=== Entries provided ===

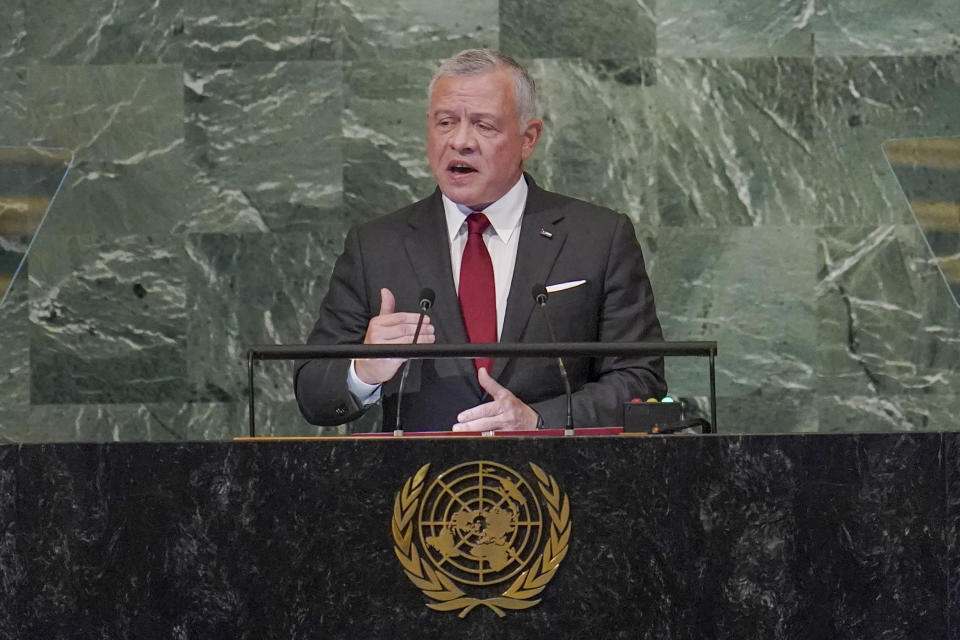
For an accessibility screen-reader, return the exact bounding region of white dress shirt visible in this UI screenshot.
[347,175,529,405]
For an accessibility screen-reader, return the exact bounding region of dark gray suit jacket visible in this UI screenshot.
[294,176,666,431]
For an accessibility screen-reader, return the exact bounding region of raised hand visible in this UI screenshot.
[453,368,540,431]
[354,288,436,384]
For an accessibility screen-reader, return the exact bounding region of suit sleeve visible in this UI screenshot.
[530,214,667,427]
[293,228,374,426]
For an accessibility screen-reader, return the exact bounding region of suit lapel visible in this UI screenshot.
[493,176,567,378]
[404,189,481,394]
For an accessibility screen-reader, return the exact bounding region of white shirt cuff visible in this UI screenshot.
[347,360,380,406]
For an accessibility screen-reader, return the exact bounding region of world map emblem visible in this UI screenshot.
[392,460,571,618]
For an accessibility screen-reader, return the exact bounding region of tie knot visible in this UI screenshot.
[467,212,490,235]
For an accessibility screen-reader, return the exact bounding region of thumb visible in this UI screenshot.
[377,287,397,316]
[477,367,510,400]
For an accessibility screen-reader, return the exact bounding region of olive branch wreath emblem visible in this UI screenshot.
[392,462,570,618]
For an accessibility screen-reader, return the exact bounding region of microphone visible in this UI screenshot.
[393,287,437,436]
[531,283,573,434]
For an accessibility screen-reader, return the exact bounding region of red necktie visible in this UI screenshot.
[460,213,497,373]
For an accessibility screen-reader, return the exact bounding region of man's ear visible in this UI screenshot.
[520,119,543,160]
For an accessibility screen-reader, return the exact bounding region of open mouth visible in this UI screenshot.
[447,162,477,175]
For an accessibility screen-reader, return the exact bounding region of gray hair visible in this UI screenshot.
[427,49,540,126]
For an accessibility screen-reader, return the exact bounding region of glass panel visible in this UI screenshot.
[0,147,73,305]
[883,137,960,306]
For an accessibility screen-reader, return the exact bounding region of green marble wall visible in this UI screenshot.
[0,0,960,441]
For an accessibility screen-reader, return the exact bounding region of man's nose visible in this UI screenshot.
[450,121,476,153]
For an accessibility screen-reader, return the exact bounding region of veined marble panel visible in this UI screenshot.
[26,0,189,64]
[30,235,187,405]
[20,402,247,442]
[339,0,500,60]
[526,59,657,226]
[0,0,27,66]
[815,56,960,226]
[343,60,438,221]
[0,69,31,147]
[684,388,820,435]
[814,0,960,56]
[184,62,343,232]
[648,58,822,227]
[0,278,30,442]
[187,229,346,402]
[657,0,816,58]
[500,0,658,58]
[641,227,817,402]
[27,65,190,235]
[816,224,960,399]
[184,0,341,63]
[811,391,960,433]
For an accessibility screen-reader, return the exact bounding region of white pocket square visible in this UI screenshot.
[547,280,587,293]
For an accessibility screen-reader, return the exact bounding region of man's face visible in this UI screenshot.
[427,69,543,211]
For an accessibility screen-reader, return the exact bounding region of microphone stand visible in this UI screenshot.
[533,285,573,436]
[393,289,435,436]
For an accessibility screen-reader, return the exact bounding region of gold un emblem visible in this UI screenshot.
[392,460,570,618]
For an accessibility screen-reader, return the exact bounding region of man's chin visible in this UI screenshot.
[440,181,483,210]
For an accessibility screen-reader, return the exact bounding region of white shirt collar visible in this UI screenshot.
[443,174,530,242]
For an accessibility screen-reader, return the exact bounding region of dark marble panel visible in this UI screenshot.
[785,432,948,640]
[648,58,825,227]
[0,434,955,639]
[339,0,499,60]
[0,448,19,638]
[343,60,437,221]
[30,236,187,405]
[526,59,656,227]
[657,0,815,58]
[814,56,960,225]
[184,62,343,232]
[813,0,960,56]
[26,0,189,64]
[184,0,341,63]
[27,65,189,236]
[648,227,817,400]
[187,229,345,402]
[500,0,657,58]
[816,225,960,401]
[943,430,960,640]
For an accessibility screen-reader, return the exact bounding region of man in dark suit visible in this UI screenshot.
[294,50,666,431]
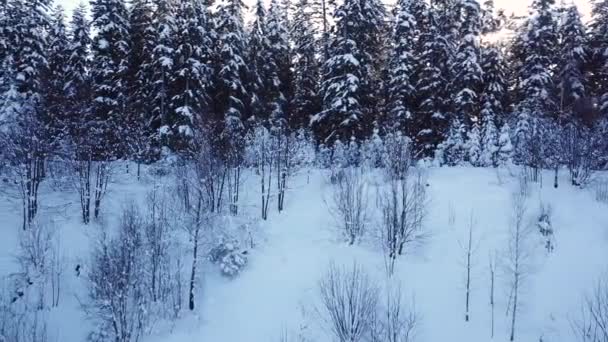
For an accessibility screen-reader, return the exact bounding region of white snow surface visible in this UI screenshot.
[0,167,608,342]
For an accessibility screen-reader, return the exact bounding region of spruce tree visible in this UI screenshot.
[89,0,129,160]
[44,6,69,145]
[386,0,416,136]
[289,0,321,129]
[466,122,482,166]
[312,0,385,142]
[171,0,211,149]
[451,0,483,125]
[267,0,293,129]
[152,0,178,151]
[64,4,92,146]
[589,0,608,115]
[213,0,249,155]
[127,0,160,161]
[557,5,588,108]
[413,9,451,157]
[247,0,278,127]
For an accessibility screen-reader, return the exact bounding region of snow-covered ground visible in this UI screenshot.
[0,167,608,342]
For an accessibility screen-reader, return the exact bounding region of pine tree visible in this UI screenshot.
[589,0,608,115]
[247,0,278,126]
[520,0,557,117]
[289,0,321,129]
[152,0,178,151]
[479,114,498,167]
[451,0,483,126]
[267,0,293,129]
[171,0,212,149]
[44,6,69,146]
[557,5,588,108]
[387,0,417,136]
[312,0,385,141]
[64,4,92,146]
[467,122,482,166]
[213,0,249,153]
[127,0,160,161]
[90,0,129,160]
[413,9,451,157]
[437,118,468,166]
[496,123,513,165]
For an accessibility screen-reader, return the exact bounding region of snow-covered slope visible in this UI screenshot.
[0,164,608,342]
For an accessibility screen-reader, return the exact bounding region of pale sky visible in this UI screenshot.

===

Arrange every line above as a numbered list, omitting blank lines and leaving out the pictures.

1. For an accessibility screen-reader, return the exact bounding region of white dress shirt visible in this UI screenshot.
2. [347,175,529,405]
3. For an accessibility screen-reader, return the exact bounding region of dark gray suit jacket visible in this UI screenshot.
4. [294,176,666,431]
5. For an accessibility screen-reader, return the exact bounding region of raised hand visible in this UI screenshot.
6. [453,368,540,431]
7. [354,288,436,384]
8. For an accessibility screen-reader, return the exact bounding region of suit sleeve visible in this UI screenshot.
9. [530,214,667,427]
10. [293,228,374,426]
11. For an accessibility screen-reader, return the exact bounding region of suit lapel visible in this UI screenshot.
12. [493,176,567,378]
13. [404,189,481,394]
14. For an accessibility screen-reader, return the exact bounding region of white shirt cuff visible in this UI screenshot.
15. [347,360,380,406]
16. For an accessibility screen-reader, return the exact bounding region of world map emblem visible in this UI screenshot.
17. [392,460,571,618]
18. For an accessibility screen-reader, return the exact bounding region of tie knot visible in this UI screenshot.
19. [467,212,490,235]
20. For an accessibility screen-reader, return the exact bounding region of thumb visible in this UI screenshot.
21. [377,287,397,316]
22. [477,367,510,400]
23. For an accessibility screen-reader, return the exact bounding region of olive branch wreath emblem visible in this UI screenshot.
24. [392,462,570,618]
25. For an accessibility screen-reader, return the exact bounding region of microphone visible in this UI screenshot.
26. [393,287,437,436]
27. [531,283,573,434]
28. For an accessibility screen-reader, return the exact bounding region of red necktie visible in this UI screenshot.
29. [460,213,497,373]
30. For an accessibility screen-reader, return the exact bounding region of man's ear visible in this UI screenshot.
31. [520,119,543,160]
32. For an accessibility screen-reader, return the exact bounding region of open mouth visible in this UI screenshot.
33. [447,162,477,175]
34. For an accessibility screen-reader, return the exact bounding region of gray hair visible in this UI screenshot.
35. [427,49,540,126]
36. For an accessibility screen-reader, return the exact bounding region of glass panel visible in this UI screenshot.
37. [0,147,73,305]
38. [883,137,960,306]
39. For an accessibility screen-reader, return the exact bounding region of green marble wall visible in this UI screenshot.
40. [0,0,960,441]
41. For an accessibility screen-reader, return the exact bounding region of man's nose visible in this UI screenshot.
42. [450,121,476,153]
43. For an accessibility screen-reader, return the exact bounding region of veined marble panel visible in this UI screenshot.
44. [26,0,189,64]
45. [30,235,187,405]
46. [20,402,247,442]
47. [339,0,500,60]
48. [526,59,657,226]
49. [0,0,27,66]
50. [815,56,960,226]
51. [343,60,438,221]
52. [0,69,31,147]
53. [684,388,820,435]
54. [814,0,960,56]
55. [184,62,343,232]
56. [648,58,822,227]
57. [0,278,30,442]
58. [187,229,346,402]
59. [657,0,816,58]
60. [500,0,658,58]
61. [641,227,817,402]
62. [27,65,190,235]
63. [816,224,960,399]
64. [184,0,341,63]
65. [811,391,960,433]
66. For an accessibility screen-reader, return the exact bounding region of white pocket square visible in this UI screenshot.
67. [547,280,587,293]
68. For an accessibility screen-reader, return the exact bounding region of man's face visible in this UI screenshot.
69. [427,69,543,211]
70. For an accessibility screen-reader, return the exact bounding region of microphone stand visible in this UI screenshot.
71. [533,285,573,436]
72. [393,289,435,436]
73. For an accessibility screen-reader, return the exact bounding region of gold un emblem visible in this UI screenshot.
74. [392,460,570,618]
75. For an accessibility screen-reader, return the exact bounding region of man's chin visible in this UI screenshot.
76. [440,181,483,210]
77. For an accessibility screen-reader, return the exact bounding region of white shirt collar visible in this UI screenshot.
78. [443,174,530,242]
79. For an accessibility screen-reader, return the exact bounding region of dark marble panel visible in this UI screenshot.
80. [785,432,948,640]
81. [648,58,825,227]
82. [0,434,955,639]
83. [339,0,499,60]
84. [0,448,19,638]
85. [343,60,437,221]
86. [30,236,187,405]
87. [526,59,656,227]
88. [657,0,815,58]
89. [814,56,960,225]
90. [184,62,343,232]
91. [813,0,960,56]
92. [26,0,189,64]
93. [184,0,341,63]
94. [27,65,189,236]
95. [648,227,817,400]
96. [187,229,345,402]
97. [500,0,657,58]
98. [816,225,960,401]
99. [943,430,960,640]
100. For an accessibility screen-reader, return the exact bounding region of man in dark suit visible in this UI screenshot.
101. [294,50,666,431]
102. For an accessibility screen-reader, return the exact bounding region of white snow surface visible in this UI screenshot.
103. [0,167,608,342]
104. For an accessibility screen-reader, return the exact bounding region of spruce tree visible in this UI screenshot.
105. [89,0,129,160]
106. [44,6,69,145]
107. [386,0,416,136]
108. [289,0,321,129]
109. [466,122,482,166]
110. [312,0,385,142]
111. [171,0,211,149]
112. [451,0,483,125]
113. [267,0,293,129]
114. [152,0,178,151]
115. [64,4,92,146]
116. [589,0,608,115]
117. [213,0,249,155]
118. [127,0,160,161]
119. [557,5,588,108]
120. [413,9,451,157]
121. [247,0,278,127]
122. For an accessibility screen-reader, return the exact bounding region of snow-covered ground visible in this UI screenshot.
123. [0,167,608,342]
124. For an accessibility screen-reader, return the exact bounding region of pine tree visible in this UI screenshot.
125. [589,0,608,115]
126. [247,0,278,126]
127. [520,0,557,117]
128. [289,0,321,129]
129. [152,0,178,151]
130. [479,114,498,167]
131. [451,0,483,126]
132. [267,0,293,129]
133. [171,0,212,149]
134. [44,6,69,146]
135. [557,5,588,108]
136. [387,0,417,136]
137. [312,0,385,141]
138. [64,4,92,146]
139. [467,122,482,166]
140. [213,0,249,153]
141. [127,0,160,161]
142. [90,0,129,160]
143. [413,9,451,157]
144. [437,118,468,166]
145. [496,123,513,165]
146. For an accessibility screen-reader, return the exact bounding region of snow-covered slope visible in this UI screenshot.
147. [0,164,608,342]
148. For an accessibility screen-reader, return the exact bounding region of pale sky visible in this UI screenshot.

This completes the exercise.